**Brief**
Which lines in the records below contain the word "stone"? Gather every one of them and copy each line out in full.

**Supplied data**
━━━━━━

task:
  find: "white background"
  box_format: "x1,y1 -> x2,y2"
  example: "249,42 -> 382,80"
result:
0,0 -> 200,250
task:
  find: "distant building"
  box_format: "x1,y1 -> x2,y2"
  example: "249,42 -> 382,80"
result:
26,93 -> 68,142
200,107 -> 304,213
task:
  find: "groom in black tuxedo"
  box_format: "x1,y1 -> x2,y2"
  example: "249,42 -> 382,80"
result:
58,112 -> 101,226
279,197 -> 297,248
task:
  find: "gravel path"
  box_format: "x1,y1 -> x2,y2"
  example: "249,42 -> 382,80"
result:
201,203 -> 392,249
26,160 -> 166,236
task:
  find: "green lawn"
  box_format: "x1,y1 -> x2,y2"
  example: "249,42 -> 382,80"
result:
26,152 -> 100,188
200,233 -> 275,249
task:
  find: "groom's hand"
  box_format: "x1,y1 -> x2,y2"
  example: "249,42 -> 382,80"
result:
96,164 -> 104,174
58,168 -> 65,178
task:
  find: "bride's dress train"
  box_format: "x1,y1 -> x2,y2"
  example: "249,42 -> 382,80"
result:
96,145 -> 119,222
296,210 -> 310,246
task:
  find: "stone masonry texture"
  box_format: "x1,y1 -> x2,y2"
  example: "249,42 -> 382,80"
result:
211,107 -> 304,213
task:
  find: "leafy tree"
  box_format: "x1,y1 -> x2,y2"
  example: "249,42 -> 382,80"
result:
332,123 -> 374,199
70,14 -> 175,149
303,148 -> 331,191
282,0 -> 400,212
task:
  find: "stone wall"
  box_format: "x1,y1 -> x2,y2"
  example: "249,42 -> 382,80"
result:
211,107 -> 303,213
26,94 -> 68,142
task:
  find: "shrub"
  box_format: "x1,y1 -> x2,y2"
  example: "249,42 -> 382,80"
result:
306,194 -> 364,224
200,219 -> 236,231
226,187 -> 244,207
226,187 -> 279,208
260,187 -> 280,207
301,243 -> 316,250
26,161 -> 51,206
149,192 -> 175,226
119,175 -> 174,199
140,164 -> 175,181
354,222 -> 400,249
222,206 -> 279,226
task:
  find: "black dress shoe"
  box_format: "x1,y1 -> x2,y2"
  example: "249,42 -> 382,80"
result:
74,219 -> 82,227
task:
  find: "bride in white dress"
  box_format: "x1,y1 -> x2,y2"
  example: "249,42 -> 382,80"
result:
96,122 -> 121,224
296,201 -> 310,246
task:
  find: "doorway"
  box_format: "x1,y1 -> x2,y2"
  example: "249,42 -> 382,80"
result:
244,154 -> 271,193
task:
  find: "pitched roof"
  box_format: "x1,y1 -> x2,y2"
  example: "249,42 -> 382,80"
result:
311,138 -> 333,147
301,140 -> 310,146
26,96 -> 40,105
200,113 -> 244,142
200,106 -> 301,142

━━━━━━

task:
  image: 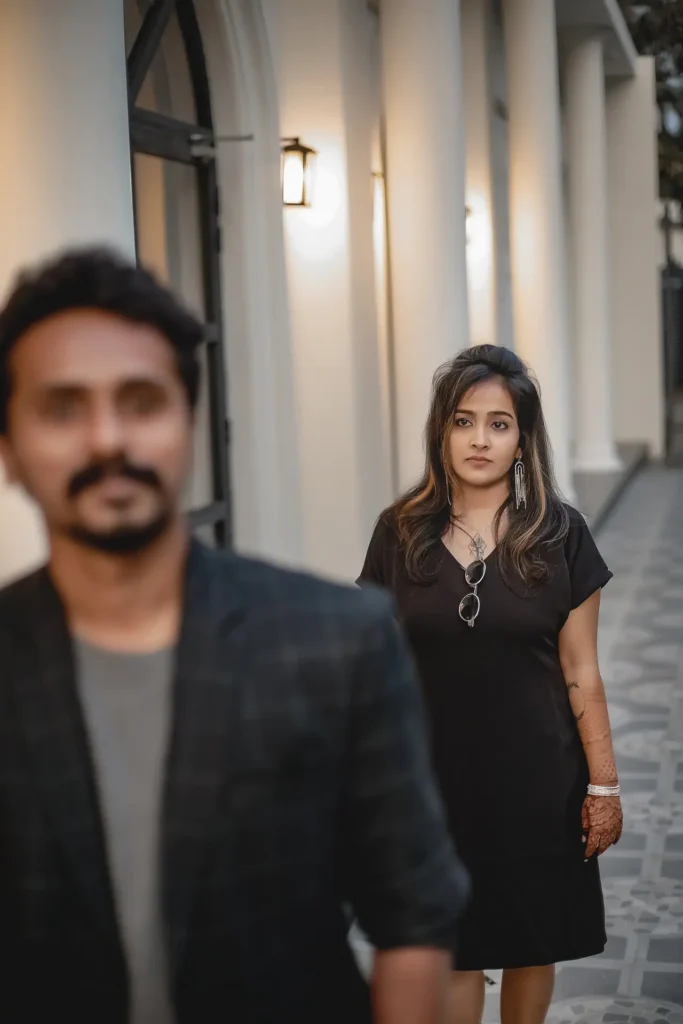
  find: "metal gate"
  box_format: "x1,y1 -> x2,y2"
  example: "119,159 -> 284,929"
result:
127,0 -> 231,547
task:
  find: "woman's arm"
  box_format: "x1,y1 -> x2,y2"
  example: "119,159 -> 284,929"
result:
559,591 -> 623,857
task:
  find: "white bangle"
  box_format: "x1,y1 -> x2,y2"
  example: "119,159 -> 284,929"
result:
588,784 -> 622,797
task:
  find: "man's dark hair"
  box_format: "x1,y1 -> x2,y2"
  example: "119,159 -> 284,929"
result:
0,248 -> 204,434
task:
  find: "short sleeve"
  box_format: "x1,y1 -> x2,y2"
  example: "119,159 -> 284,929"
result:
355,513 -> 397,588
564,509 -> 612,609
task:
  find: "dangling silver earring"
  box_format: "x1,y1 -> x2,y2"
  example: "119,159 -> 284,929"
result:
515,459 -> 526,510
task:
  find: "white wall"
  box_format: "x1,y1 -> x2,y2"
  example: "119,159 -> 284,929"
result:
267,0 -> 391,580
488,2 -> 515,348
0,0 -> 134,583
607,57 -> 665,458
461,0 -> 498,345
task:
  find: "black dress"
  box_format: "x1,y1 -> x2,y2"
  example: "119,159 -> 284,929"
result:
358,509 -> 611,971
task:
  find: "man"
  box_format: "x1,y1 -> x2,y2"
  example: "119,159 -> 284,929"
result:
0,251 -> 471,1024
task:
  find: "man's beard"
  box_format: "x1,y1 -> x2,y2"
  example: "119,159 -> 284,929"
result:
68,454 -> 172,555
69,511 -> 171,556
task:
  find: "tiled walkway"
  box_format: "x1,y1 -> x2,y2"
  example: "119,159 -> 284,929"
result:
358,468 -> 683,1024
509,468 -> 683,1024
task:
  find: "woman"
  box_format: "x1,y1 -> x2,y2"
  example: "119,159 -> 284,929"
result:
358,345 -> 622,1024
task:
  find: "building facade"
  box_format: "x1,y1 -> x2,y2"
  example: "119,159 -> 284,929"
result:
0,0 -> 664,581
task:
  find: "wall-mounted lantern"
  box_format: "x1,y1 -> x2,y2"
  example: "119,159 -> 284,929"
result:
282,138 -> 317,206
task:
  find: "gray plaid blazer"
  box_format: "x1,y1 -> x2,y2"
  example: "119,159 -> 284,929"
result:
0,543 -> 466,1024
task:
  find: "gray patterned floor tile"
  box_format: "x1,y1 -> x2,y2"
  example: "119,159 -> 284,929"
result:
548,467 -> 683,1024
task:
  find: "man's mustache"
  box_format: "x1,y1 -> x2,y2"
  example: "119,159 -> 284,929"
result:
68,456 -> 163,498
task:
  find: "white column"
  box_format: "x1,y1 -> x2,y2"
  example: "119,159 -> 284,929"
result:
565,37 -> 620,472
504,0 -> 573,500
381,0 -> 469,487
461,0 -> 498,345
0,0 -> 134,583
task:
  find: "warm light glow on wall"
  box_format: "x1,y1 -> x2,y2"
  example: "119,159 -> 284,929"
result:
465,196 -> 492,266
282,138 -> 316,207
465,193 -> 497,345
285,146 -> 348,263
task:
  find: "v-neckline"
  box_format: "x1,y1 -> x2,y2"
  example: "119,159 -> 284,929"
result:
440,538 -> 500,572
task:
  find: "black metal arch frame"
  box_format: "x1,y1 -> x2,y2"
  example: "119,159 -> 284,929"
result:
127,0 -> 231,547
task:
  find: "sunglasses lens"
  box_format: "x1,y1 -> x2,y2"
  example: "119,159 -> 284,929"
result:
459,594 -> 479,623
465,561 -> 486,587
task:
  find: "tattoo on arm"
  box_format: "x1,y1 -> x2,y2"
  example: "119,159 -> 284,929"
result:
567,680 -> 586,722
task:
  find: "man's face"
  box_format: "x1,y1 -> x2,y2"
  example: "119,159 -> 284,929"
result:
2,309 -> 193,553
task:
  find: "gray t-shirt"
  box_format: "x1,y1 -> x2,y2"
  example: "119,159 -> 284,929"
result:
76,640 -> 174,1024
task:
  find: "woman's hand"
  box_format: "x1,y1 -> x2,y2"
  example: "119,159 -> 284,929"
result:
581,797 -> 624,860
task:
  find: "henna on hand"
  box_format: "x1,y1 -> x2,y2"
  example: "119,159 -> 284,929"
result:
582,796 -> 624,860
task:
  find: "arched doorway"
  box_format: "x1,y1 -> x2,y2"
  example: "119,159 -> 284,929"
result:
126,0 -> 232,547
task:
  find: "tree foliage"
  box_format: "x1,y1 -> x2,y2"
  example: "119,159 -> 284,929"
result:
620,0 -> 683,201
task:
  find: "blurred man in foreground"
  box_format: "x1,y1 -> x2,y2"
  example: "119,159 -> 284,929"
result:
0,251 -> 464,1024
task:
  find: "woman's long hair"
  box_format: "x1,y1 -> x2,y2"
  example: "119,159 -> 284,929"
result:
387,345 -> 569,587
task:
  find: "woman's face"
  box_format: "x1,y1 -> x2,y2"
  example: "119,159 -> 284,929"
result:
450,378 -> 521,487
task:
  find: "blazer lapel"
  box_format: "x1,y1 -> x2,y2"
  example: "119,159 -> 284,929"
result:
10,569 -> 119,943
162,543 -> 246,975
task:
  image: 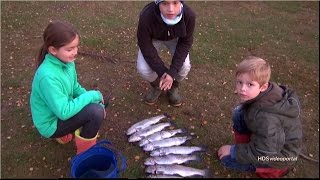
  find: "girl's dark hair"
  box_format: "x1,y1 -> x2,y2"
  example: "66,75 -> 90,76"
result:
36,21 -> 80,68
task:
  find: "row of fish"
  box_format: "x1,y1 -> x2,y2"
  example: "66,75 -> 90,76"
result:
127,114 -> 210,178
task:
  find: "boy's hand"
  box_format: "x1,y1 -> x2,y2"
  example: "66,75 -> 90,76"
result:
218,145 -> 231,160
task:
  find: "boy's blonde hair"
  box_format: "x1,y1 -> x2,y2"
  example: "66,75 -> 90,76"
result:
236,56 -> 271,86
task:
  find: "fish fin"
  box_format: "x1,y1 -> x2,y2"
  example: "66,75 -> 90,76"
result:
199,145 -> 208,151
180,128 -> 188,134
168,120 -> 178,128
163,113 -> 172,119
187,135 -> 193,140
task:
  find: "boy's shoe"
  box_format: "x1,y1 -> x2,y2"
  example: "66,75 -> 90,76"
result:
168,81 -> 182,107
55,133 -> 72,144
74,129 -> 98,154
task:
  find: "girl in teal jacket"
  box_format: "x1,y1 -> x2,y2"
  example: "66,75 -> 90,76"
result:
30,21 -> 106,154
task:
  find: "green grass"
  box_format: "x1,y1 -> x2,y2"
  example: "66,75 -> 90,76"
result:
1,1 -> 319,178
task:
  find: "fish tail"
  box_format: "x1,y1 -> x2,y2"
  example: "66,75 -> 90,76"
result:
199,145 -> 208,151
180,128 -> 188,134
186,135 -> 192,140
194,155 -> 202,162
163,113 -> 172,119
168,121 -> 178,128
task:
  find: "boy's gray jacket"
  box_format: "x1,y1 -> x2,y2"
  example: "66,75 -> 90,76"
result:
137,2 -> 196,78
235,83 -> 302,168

━━━━━━

**Answer to the exercise**
  find: "stone masonry texture"
  find: "stone wall"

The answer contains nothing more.